((

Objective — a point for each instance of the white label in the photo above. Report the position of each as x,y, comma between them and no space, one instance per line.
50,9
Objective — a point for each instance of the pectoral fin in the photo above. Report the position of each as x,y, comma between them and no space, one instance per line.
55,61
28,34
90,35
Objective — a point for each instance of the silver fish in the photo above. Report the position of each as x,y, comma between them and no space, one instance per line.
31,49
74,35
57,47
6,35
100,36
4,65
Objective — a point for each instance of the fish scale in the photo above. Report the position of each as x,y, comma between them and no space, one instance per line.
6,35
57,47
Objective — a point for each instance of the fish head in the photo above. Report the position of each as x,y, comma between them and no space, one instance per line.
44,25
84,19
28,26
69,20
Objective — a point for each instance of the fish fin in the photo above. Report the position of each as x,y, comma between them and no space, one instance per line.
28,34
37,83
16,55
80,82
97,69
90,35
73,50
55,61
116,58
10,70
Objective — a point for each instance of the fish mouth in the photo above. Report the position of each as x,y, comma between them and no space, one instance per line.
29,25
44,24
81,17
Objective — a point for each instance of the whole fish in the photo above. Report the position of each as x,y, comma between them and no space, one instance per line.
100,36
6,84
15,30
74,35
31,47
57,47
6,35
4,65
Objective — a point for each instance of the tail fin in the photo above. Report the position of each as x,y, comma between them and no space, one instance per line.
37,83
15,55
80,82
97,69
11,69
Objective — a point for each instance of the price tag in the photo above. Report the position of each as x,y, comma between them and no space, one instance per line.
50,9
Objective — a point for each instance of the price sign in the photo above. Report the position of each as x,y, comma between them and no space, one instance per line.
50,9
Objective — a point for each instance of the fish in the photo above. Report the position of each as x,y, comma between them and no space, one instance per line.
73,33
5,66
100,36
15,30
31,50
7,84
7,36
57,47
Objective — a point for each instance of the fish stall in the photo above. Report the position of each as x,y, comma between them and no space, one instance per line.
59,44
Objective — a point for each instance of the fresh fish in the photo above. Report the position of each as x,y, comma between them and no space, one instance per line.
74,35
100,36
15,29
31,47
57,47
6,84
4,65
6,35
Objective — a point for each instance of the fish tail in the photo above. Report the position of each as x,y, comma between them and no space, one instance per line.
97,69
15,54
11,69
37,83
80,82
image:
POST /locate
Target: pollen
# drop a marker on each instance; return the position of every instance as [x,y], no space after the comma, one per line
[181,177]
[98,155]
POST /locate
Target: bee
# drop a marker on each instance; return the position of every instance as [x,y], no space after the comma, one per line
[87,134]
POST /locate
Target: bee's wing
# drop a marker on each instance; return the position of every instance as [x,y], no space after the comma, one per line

))

### Exercise goal
Format every line of the rows above as a numbered list, one line per number, and leave out any blank lines.

### Answer to the task
1. Objective — a point for each instance of the white label in the photo above. Report the position of each as x,y, comma between them and no space, one instance per line.
2. 50,9
3. Objective — a point for each instance of the pectoral fin in the photo above. Report the position of each as x,y, comma between them and no space, one instance per line.
4. 55,61
5. 28,34
6. 90,35
7. Objective — a point for each instance of the silver fish in the photo above. Report the position of each as x,y, comma between them and no space, one instance per line.
8. 31,49
9. 74,35
10. 57,47
11. 6,35
12. 100,36
13. 4,65
14. Objective — a point for each instance of the fish scale in the photo above. Report the position of each as x,y, comma between them and no space, one instance per line.
15. 6,35
16. 57,47
17. Objective — a point for each instance of the fish head in the photo above. Report the position of each as x,y, comma between them and no space, one instance per line.
18. 44,25
19. 84,19
20. 28,26
21. 69,20
22. Objective — a point for each instance of the fish fin in the photo above. Report the position of each as x,y, comma between them and no space, one instance per line.
23. 28,34
24. 37,83
25. 16,55
26. 80,82
27. 97,69
28. 90,35
29. 73,50
30. 55,61
31. 116,58
32. 10,70
33. Objective — a point for each instance of the fish mouth in the photo above. Report the position of each as x,y, comma between them and no space, one instance per line.
34. 29,25
35. 44,24
36. 81,17
37. Objective — a point for each instance of the whole fish in the photo above. Report the position of each as x,y, comma between them and no space, one instance per line.
38. 100,36
39. 6,84
40. 15,30
41. 74,35
42. 31,47
43. 57,47
44. 6,35
45. 4,65
46. Objective — a point for each instance of the tail fin in the photo above. Report the position of each as x,y, comma between them and no space, one instance per line.
47. 37,83
48. 15,55
49. 80,82
50. 97,69
51. 11,69
52. Objective — a point for each instance of the price tag in the photo above. Report the position of each as x,y, comma between them and no space, one instance per line.
53. 50,9
54. Objective — a point for each instance of the price sign in the photo above. Report the position of each as x,y, comma between them and no space, one instance per line.
55. 50,9
56. Objective — a point for each instance of the fish in the photo above. Report the position of each as x,y, comma between them and no space, one instance per line.
57. 73,33
58. 5,66
59. 100,36
60. 15,30
61. 31,50
62. 7,84
63. 7,36
64. 57,47
65. Objective — a point for each instance of the fish stall in the photo above. Report the position of each as x,y, comma between them and no space, one instance per line.
66. 59,44
67. Objective — a point for each instance of the fresh fish in the photo above. Report the position of each as x,y, comma between them and no space, one instance per line.
68. 74,35
69. 100,36
70. 15,29
71. 31,47
72. 57,47
73. 6,84
74. 4,65
75. 6,35
76. Objective — a point for each instance of the fish tail in the photo above. Report the position of each as x,y, comma between them and no space, one instance per line.
77. 97,69
78. 15,54
79. 11,69
80. 37,83
81. 80,82
82. image:
83. POST /locate
84. Target: pollen
85. # drop a marker on each instance; return the position of every instance as [x,y], no space after the comma, one per line
86. [181,177]
87. [98,155]
88. POST /locate
89. Target: bee
90. # drop a marker on each instance; return the position of every instance as [x,y], no space after the comma, one per line
91. [87,134]
92. POST /locate
93. Target: bee's wing
94. # drop a marker on each instance; return the position of every instance as [x,y], no space after the comma, one per line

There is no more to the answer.